R/multiple_marker_test.R

Defines functions hgtest scoretest cvat sumtest settest gstat mapSets gsets gsea

Documented in gsea mapSets

####################################################################################################################
#    Module 2: Marker set tests
####################################################################################################################
#'
#' Gene set enrichment analysis
#'
#' @description
#' The function gsea can perform several different gene set enrichment analyses. The general procedure is to obtain
#' single marker statistics (e.g. summary statistics), from which it is possible to compute and evaluate a test statistic
#' for a set of genetic markers that measures a joint degree of association between the marker set and the phenotype.
#' The marker set is defined by a genomic feature such as genes, biological pathways, gene interactions,
#' gene expression profiles etc.

_DATA SHOWN_:
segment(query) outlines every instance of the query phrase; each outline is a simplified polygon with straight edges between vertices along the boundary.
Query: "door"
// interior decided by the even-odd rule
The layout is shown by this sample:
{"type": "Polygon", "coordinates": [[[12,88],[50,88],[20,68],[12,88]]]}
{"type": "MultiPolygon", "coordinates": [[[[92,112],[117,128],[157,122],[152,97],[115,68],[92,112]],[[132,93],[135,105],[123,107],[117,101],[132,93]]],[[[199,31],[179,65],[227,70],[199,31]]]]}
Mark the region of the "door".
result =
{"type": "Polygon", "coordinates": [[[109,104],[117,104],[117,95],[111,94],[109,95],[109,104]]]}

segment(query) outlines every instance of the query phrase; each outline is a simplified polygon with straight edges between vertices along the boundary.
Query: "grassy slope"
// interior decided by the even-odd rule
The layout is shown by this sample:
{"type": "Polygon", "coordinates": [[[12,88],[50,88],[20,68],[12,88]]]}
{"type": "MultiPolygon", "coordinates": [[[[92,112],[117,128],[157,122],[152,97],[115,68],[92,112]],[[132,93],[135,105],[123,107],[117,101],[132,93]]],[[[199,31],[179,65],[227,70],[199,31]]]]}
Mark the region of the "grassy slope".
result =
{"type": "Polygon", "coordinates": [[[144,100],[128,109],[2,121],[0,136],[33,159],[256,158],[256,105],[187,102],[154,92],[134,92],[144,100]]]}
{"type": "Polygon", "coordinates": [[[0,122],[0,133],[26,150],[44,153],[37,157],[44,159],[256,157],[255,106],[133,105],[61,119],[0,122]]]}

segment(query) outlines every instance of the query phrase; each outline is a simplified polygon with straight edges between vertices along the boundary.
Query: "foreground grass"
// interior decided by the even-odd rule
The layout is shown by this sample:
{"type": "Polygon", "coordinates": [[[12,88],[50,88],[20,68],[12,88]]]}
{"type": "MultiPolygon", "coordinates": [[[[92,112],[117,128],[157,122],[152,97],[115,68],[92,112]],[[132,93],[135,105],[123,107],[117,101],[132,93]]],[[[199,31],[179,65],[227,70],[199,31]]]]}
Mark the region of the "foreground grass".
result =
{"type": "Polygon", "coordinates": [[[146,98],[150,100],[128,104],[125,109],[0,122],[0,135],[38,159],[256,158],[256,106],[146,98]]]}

_TASKS TO COMPLETE_:
• 1. In the marker set test page, change "phenotype" to "trait" in the passage starting with "Defines functions hgtest" and going on through "and the phenotype.".
• 2. According to the marker set test page, what does the test statistic for a set of genetic markers measure?
• 3. Shorten the paragraph of the marker set test page that begins "The function gsea can perform", keeping its main facts.
The entries have no connection to the marker set test page.

_SOLUTIONS BY TASK_:
• 1.
Defines functions hgtest scoretest cvat sumtest settest gstat mapSets gsets gsea

Documented in gsea mapSets

####################################################################################################################
#    Module 2: Marker set tests
####################################################################################################################
#'
#' Gene set enrichment analysis
#'
#' @description
#' The function gsea can perform several different gene set enrichment analyses. The general procedure is to obtain
#' single marker statistics (e.g. summary statistics), from which it is possible to compute and evaluate a test statistic
#' for a set of genetic markers that measures a joint degree of association between the marker set and the trait.

• 2. It measures a joint degree of association between the marker set and the phenotype.

• 3. The gsea function runs several kinds of gene set enrichment analysis. It starts from single marker statistics, such as summary statistics. From these it computes and evaluates a test statistic that measures how strongly a set of genetic markers is jointly associated with the phenotype. The marker set is defined by a genomic feature, such as genes, biological pathways, gene interactions or gene expression profiles.